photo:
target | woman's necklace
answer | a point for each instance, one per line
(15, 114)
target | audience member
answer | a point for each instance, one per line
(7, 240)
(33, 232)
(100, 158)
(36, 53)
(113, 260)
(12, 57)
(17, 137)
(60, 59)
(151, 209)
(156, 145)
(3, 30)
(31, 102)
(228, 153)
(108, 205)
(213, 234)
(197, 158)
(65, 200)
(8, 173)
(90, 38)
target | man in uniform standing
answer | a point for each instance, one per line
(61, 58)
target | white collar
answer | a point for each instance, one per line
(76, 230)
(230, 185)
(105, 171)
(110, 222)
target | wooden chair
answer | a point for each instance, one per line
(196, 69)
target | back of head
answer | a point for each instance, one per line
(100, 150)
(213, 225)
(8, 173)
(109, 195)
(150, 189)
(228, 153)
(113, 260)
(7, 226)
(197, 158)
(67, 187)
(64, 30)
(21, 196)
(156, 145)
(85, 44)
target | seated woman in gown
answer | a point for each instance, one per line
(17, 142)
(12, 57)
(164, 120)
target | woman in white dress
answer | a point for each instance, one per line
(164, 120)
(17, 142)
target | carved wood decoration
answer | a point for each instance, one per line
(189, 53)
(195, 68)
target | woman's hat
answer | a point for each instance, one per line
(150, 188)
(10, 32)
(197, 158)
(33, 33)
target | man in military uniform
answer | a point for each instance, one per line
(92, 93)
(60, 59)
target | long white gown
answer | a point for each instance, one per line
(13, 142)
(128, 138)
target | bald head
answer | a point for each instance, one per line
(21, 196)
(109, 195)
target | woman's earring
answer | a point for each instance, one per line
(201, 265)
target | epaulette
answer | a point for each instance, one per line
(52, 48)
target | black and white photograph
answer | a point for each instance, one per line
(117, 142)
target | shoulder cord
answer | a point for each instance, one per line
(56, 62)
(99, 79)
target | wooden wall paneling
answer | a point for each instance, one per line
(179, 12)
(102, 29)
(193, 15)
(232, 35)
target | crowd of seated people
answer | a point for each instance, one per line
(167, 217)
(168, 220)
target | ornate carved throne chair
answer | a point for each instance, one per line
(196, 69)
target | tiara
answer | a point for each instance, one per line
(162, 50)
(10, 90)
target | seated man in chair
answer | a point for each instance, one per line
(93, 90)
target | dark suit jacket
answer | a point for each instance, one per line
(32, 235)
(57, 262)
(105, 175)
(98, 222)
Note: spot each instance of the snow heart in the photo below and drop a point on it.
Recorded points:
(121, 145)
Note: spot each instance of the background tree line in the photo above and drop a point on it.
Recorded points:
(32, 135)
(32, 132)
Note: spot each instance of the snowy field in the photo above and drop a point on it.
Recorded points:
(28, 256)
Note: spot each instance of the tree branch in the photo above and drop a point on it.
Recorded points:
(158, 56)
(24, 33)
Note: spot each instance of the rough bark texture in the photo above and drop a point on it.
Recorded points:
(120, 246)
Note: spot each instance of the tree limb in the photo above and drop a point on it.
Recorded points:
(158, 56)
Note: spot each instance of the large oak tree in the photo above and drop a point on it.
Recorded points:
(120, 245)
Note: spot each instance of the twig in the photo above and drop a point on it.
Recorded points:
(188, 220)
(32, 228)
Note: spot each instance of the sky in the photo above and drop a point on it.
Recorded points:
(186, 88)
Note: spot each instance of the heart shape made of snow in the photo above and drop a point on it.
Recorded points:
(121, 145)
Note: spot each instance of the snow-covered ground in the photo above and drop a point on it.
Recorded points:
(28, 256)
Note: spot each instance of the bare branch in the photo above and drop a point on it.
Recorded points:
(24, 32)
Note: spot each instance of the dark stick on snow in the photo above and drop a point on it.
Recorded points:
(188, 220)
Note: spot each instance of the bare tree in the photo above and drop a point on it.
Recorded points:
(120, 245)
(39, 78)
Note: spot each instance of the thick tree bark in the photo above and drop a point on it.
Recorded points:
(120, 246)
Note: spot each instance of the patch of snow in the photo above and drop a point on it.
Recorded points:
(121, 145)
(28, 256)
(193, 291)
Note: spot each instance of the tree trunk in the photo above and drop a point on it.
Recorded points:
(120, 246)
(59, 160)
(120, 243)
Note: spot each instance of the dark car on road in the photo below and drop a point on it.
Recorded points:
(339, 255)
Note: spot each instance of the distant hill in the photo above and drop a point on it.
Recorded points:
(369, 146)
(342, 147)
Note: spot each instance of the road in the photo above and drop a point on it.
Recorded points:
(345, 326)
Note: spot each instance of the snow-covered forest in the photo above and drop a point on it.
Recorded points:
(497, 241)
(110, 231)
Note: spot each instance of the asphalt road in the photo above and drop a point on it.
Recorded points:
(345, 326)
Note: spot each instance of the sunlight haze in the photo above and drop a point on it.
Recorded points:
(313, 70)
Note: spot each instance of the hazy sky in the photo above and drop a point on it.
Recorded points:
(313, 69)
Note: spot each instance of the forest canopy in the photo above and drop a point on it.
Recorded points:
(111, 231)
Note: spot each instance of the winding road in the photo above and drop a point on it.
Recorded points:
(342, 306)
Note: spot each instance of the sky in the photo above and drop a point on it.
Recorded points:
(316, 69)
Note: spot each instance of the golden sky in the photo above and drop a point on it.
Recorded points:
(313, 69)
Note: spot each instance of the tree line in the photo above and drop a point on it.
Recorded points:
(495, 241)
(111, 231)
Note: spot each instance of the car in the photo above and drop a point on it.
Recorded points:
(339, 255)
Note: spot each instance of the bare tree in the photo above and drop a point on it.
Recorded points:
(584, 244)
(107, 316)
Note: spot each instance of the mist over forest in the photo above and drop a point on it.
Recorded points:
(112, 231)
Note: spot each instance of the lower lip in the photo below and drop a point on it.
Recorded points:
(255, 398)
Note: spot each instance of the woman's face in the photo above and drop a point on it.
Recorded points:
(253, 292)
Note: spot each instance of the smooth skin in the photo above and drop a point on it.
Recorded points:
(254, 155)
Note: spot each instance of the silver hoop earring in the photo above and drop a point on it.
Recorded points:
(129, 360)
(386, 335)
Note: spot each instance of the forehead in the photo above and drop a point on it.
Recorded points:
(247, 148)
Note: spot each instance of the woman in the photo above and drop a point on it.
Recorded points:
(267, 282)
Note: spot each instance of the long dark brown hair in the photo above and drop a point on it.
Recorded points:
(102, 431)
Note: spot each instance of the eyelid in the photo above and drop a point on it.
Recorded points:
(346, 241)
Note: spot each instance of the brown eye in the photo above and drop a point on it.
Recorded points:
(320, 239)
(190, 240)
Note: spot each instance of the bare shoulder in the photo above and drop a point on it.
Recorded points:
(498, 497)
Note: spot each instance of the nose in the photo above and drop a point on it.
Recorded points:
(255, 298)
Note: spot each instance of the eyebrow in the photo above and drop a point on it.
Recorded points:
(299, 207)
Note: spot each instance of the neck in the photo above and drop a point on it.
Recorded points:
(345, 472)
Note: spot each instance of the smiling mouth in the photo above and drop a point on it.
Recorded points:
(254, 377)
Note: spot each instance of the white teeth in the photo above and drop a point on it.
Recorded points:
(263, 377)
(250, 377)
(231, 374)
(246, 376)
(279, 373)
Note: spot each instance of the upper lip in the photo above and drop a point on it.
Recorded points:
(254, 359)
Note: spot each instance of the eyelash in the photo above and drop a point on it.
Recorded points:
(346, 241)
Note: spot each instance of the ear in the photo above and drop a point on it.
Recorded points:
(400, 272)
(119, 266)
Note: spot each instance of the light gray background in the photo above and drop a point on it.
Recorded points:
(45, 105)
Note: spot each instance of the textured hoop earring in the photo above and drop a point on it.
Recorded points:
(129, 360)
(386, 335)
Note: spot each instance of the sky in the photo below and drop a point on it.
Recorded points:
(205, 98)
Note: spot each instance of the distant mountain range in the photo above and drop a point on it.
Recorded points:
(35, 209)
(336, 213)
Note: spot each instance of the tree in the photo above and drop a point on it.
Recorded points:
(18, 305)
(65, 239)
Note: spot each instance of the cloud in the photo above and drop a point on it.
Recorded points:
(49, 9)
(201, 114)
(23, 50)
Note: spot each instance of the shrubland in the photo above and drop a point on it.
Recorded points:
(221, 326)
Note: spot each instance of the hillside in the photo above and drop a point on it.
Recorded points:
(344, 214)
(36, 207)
##########
# Exercise instructions
From the entries above, copy every line containing the word "long".

# Solution
target | long white gown
Note: spot each instance of the long dark brown hair in the photo above and drop a point on it.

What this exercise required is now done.